GOAL OF THE EXERCISE: Pull out every line in the records below that contains the string "dark". Case matters.

DATA TO PROCESS:
* Begin *

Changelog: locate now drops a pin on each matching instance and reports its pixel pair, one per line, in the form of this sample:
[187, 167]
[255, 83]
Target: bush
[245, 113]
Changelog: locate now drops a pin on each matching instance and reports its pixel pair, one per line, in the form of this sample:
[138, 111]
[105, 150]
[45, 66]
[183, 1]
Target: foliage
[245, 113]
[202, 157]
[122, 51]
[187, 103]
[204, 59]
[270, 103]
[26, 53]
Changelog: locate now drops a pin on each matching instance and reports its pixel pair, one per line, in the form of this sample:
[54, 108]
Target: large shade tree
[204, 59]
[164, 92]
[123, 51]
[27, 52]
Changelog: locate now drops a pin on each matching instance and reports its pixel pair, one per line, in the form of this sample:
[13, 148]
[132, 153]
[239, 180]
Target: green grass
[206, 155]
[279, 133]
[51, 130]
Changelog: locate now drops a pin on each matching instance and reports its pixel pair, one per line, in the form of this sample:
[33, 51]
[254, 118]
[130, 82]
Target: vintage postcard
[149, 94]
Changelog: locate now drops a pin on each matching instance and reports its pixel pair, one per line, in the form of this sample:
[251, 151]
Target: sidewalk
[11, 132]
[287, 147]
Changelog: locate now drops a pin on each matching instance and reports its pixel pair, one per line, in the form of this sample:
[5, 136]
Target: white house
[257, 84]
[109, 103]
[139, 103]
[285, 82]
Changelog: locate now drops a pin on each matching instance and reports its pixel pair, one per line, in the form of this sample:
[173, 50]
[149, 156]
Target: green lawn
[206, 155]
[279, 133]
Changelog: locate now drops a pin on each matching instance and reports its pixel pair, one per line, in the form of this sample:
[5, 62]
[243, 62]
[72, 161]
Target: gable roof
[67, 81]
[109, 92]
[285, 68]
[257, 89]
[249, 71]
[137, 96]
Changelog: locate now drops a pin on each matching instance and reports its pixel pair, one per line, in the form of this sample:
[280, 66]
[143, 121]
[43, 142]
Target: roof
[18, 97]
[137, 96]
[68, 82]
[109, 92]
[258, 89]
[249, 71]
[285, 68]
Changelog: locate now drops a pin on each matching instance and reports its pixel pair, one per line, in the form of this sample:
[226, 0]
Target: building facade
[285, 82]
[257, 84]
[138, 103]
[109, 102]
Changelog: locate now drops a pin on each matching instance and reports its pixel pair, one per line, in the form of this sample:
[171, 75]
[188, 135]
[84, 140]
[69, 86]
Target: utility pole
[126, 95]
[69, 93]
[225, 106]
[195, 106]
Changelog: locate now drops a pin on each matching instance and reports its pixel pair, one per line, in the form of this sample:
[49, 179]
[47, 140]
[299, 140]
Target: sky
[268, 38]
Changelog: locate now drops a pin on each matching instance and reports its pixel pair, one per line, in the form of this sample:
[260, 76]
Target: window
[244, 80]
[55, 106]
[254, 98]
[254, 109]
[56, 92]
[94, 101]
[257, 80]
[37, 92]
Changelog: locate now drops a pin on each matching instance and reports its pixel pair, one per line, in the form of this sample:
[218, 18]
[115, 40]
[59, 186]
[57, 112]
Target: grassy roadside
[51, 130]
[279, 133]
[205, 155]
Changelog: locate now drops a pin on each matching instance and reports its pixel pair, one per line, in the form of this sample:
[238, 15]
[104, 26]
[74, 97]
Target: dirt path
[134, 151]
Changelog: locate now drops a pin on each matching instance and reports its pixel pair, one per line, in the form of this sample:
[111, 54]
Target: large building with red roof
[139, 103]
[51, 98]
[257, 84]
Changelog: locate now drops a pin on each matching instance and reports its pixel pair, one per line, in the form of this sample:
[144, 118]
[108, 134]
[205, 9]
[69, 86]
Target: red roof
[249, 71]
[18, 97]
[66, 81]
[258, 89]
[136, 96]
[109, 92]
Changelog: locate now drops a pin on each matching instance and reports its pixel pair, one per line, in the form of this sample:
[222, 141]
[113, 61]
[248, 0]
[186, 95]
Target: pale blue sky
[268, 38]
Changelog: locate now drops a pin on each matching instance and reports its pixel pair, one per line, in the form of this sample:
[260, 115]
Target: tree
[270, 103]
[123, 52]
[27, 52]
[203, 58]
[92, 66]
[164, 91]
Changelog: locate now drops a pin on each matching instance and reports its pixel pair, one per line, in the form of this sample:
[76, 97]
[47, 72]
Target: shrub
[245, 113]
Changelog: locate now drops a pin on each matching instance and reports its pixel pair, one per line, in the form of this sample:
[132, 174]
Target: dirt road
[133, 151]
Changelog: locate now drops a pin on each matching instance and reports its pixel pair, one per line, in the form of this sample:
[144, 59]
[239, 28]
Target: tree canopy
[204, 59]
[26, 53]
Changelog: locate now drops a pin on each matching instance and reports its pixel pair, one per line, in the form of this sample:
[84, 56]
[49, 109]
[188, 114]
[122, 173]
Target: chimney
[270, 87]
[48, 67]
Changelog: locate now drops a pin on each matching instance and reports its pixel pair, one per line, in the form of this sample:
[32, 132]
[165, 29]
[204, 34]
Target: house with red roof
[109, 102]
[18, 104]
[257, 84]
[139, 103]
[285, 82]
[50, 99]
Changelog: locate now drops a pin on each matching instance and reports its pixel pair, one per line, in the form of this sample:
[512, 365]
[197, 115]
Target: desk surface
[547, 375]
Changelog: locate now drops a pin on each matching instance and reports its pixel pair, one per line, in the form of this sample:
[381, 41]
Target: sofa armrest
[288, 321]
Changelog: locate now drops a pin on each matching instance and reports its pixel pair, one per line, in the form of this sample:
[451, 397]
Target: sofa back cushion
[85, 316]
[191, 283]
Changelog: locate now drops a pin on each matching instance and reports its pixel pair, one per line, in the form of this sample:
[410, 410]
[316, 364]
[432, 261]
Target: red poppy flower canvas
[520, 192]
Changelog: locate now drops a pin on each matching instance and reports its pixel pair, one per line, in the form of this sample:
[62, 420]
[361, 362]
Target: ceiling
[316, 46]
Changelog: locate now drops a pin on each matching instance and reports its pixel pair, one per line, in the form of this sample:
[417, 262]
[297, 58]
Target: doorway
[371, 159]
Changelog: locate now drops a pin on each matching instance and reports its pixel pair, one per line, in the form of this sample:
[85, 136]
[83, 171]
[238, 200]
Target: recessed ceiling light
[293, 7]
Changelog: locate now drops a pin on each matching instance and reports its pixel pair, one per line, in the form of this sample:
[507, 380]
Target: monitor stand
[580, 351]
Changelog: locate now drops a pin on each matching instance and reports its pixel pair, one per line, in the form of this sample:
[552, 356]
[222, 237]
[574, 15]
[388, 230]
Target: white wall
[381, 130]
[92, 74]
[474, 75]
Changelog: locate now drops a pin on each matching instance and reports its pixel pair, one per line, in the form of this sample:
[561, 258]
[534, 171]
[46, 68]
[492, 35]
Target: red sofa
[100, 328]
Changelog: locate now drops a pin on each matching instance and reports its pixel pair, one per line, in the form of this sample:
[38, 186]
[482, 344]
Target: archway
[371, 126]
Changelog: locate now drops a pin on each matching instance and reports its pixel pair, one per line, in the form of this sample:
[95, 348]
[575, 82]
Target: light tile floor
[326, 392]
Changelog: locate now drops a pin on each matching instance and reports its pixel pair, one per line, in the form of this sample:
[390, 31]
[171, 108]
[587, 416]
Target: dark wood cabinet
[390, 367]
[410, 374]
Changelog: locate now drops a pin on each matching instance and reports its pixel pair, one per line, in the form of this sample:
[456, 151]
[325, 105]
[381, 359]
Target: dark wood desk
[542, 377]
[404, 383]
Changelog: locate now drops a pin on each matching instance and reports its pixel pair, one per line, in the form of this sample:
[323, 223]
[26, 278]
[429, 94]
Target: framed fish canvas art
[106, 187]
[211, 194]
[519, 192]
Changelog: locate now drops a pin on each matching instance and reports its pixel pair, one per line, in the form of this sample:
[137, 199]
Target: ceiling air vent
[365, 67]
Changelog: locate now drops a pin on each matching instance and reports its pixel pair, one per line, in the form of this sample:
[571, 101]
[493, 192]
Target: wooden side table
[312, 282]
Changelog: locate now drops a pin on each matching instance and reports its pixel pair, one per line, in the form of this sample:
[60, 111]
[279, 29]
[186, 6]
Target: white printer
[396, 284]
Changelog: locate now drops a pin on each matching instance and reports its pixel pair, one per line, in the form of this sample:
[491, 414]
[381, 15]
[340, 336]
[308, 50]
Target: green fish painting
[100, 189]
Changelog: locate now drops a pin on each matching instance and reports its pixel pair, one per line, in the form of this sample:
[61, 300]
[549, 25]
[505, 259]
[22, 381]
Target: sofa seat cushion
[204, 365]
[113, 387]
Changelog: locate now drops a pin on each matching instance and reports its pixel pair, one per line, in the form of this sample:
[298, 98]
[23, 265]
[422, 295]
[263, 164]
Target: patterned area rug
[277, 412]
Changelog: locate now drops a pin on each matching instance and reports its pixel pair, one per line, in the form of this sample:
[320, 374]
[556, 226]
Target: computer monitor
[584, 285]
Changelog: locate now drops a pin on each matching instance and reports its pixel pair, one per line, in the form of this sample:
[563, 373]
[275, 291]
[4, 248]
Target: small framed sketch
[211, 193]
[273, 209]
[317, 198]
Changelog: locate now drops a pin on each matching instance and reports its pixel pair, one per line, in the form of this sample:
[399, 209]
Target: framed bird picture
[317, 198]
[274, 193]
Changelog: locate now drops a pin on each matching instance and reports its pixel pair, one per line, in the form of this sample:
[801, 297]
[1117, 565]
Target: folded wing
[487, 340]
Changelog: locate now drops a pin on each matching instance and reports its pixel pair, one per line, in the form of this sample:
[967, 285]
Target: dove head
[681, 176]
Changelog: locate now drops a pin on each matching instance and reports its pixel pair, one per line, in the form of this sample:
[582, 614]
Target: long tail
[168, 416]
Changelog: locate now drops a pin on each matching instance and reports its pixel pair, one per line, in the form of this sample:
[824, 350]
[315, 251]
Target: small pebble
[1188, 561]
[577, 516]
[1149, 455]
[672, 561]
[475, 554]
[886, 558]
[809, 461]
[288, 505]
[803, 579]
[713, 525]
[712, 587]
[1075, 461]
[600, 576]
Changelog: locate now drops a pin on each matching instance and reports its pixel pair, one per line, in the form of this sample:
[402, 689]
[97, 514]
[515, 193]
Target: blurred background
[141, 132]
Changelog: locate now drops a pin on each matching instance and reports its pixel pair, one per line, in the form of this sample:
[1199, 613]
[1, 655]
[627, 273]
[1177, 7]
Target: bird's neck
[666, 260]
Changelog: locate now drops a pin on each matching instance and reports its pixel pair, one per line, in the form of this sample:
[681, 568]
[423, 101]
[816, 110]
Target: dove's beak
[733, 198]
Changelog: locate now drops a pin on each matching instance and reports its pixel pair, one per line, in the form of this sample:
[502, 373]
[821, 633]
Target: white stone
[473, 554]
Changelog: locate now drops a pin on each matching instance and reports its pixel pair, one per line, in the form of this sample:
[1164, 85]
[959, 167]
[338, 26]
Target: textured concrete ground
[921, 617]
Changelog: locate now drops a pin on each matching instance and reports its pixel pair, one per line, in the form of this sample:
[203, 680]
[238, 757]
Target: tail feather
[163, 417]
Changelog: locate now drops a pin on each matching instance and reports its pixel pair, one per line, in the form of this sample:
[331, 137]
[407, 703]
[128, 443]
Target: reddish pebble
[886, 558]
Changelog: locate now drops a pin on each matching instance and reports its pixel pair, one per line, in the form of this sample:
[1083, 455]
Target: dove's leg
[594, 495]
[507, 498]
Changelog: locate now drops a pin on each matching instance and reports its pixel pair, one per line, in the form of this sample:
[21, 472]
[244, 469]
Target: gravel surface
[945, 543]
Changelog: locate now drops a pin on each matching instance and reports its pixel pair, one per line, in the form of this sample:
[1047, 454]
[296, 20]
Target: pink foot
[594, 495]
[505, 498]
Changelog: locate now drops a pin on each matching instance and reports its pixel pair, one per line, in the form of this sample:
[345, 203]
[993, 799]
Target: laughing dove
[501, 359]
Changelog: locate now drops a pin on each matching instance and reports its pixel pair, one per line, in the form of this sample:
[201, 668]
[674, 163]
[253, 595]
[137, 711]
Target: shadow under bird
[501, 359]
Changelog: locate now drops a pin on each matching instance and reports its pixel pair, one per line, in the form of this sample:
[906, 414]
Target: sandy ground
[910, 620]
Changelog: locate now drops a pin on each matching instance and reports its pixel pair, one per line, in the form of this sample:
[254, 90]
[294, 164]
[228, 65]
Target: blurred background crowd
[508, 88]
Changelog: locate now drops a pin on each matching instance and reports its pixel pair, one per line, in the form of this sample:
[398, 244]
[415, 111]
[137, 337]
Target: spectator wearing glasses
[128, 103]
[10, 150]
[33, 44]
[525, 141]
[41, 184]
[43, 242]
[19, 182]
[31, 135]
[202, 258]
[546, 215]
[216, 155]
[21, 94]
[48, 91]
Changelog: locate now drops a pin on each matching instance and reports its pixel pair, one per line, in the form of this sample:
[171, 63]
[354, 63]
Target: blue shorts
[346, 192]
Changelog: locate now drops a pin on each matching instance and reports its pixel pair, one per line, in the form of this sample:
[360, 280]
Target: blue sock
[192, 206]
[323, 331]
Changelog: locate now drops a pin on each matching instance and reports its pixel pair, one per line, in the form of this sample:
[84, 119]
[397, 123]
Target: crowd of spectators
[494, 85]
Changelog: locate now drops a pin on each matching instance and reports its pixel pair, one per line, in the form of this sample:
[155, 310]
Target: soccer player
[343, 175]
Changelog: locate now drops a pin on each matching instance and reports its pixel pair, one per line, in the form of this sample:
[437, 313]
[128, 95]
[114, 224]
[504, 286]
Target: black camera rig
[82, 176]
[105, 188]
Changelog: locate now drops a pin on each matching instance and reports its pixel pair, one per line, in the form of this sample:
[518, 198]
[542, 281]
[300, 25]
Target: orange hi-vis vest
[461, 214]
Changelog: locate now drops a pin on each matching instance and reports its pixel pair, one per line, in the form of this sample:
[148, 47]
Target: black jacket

* End *

WRITTEN SOLUTION:
Target: dark wood cabinet
Target: dark wood desk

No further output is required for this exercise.